Goal of the exercise. Retype exactly the line holding "like [116, 268]." and each line that follows, down to the last one. Exclude pictures.

━━━━━ Dataset rows

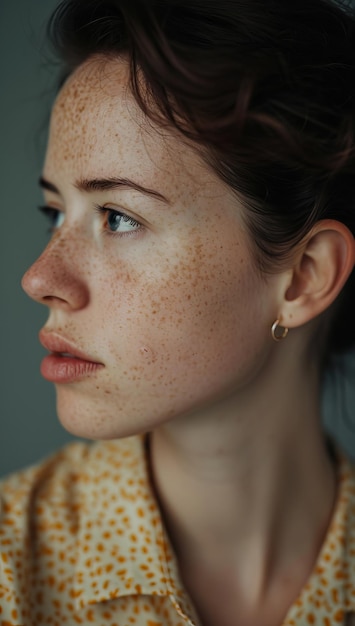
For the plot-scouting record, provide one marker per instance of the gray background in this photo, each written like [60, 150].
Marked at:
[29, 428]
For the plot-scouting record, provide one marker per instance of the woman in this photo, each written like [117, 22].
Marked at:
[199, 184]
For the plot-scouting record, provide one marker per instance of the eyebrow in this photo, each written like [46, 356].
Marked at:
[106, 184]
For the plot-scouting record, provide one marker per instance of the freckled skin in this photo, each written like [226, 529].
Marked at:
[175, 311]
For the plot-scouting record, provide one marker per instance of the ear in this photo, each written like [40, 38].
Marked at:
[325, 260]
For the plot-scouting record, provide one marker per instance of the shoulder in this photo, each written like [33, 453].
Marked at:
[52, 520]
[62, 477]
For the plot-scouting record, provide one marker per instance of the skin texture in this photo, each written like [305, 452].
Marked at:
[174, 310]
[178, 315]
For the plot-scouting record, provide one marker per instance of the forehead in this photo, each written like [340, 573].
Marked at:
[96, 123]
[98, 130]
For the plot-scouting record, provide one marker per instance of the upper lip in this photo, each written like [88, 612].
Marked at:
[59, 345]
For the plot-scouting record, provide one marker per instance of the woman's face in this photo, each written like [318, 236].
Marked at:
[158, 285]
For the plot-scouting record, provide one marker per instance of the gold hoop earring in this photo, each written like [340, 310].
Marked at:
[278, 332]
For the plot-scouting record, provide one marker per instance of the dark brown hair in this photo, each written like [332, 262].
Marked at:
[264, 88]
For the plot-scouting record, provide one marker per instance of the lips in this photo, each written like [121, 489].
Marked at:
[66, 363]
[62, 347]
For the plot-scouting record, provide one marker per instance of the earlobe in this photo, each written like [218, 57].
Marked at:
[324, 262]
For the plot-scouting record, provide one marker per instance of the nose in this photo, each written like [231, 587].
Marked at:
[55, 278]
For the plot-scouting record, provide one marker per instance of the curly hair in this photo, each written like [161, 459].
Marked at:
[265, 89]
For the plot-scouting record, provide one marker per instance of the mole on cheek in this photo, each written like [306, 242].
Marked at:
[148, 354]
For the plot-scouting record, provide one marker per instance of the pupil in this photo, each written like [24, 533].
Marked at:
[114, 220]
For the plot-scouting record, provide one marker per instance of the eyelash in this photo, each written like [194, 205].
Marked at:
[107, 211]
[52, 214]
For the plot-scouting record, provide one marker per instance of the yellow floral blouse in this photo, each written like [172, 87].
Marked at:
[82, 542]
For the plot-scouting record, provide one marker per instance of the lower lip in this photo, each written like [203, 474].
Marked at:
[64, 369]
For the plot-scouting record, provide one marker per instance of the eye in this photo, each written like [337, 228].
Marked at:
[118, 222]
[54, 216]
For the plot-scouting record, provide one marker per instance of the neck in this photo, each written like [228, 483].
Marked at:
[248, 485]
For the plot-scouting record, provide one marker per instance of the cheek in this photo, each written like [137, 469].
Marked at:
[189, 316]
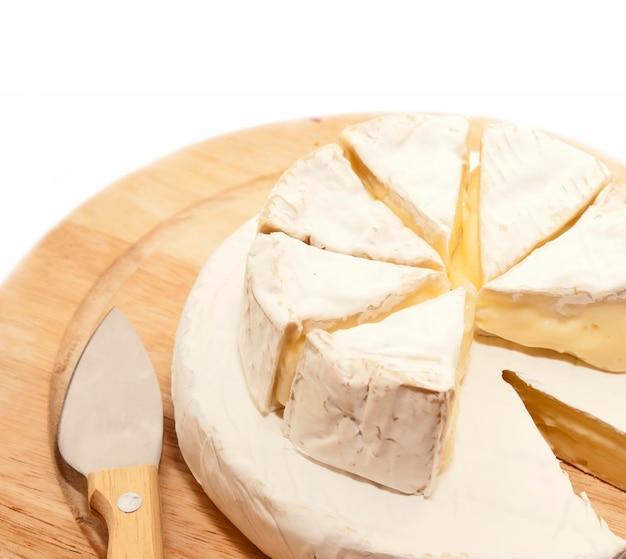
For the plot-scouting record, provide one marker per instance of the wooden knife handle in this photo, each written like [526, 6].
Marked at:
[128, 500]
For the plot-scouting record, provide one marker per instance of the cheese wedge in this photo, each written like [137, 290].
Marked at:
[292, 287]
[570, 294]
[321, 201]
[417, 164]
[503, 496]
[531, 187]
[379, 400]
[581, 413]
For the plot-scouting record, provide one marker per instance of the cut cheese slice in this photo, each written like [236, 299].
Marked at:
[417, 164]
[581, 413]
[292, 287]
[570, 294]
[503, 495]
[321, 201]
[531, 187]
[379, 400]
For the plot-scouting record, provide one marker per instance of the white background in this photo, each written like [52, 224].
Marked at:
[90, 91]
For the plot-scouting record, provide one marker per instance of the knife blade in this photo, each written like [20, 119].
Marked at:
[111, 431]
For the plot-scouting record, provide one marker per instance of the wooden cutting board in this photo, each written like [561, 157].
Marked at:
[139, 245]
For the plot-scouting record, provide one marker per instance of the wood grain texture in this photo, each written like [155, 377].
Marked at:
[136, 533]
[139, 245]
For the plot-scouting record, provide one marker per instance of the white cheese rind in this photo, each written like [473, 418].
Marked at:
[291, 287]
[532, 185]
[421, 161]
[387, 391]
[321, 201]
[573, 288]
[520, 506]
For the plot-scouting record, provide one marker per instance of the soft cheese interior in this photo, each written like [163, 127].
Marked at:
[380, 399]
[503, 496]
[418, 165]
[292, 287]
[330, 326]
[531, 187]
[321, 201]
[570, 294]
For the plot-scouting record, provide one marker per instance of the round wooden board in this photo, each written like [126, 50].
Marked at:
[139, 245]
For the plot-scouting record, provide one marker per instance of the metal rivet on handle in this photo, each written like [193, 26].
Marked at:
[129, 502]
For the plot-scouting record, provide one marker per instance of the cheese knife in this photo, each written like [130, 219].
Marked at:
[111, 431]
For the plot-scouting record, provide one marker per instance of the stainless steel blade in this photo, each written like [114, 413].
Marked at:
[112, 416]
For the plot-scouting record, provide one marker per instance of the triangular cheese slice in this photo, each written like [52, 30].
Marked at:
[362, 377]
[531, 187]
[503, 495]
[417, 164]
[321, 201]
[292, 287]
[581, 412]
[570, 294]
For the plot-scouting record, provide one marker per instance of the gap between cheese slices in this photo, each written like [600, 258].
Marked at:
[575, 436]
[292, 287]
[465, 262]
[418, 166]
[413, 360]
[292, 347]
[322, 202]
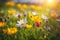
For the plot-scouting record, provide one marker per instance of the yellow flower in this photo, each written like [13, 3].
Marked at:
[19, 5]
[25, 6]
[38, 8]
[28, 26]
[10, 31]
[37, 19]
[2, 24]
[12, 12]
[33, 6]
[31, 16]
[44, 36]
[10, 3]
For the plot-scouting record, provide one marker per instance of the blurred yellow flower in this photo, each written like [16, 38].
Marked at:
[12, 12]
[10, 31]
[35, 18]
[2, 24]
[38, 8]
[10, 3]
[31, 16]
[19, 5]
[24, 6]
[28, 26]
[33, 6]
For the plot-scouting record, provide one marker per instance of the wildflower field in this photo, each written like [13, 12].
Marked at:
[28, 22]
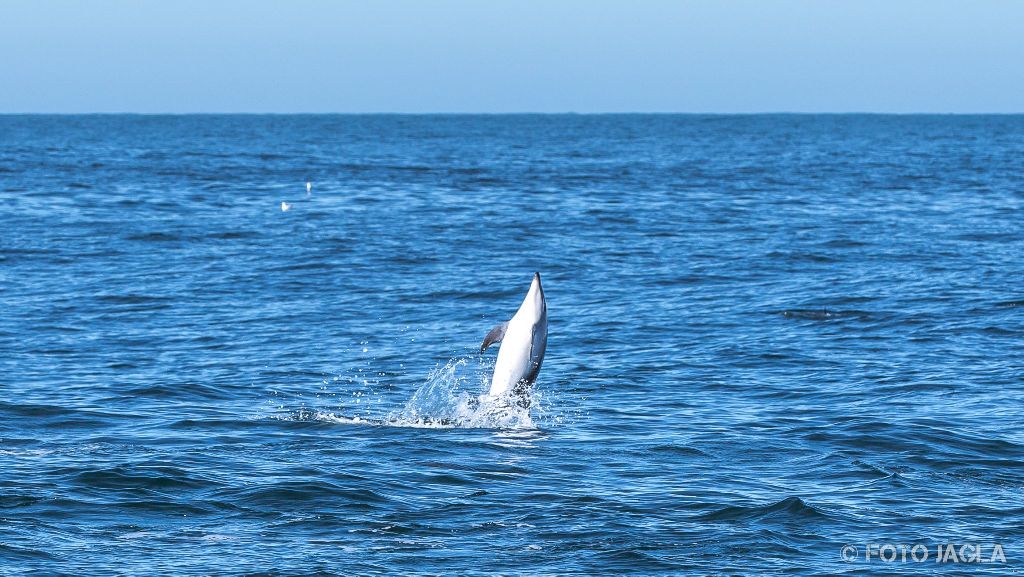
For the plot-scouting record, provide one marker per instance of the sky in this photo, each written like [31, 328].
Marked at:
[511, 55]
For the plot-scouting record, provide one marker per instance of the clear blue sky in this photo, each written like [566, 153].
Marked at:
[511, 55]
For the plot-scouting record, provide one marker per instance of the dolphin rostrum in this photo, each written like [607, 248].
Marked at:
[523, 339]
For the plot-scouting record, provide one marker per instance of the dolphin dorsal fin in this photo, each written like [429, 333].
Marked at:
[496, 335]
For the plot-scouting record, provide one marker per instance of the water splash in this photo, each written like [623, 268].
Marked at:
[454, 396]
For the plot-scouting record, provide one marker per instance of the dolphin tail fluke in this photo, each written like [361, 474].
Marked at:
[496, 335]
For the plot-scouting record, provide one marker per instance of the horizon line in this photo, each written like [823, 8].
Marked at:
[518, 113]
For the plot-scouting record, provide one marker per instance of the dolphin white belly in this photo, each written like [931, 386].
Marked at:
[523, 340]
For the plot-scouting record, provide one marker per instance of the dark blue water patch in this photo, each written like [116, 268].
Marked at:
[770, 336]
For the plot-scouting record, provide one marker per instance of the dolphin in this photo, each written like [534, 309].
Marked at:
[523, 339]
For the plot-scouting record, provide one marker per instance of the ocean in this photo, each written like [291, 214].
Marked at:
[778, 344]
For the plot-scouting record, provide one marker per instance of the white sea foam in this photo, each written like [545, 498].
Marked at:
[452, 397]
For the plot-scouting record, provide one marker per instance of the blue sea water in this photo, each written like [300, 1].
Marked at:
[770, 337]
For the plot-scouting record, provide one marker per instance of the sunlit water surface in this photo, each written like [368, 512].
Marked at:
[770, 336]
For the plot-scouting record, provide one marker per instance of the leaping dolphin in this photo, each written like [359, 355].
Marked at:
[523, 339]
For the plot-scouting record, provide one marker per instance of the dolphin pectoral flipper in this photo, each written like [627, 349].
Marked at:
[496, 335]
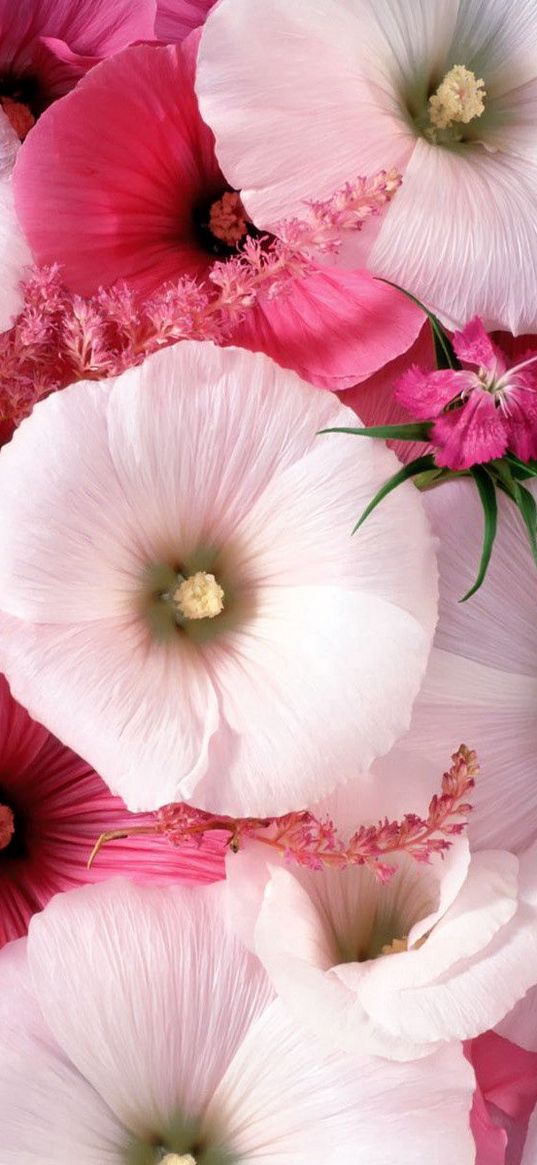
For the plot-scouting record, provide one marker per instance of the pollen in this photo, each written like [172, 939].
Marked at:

━━━━━━━━━━

Exercise solution.
For the plot-scouting record, provide one marker per instance of the dark blue water patch in this photo, each written like [116, 268].
Marked at:
[770, 336]
For the plot-scouting record, provide one marker per instance of the dolphin in this photo, each written like [534, 309].
Marked at:
[523, 339]
For the plot-scouting record, provide one marker per instance of the ocean in this photo, each written like [291, 214].
Marked at:
[778, 344]
For the plot-scouting record, provide one marker per instance of the white sea foam in this photo, each written like [545, 498].
Marked at:
[452, 397]
For the plot-scouting record, provide one marker per instance of the blue sea water in this photo, each written like [300, 1].
Marked at:
[770, 337]
For the plot-scouting record, provide one marker per instance of the sunlit water surface in this photo, each written like [368, 512].
Marked at:
[770, 336]
For the plot-scouting record, provide one marker per instance of the leaping dolphin in this photo, each written like [359, 355].
Marked at:
[523, 339]
For the plot-scouting record, provide one marker per instance of the dolphin pectoral flipper in this photo, each written like [627, 349].
Marked at:
[496, 335]
For the plot-scouting record, provide one marker per instance of the pollen in this photo, each written like [172, 939].
Marked at:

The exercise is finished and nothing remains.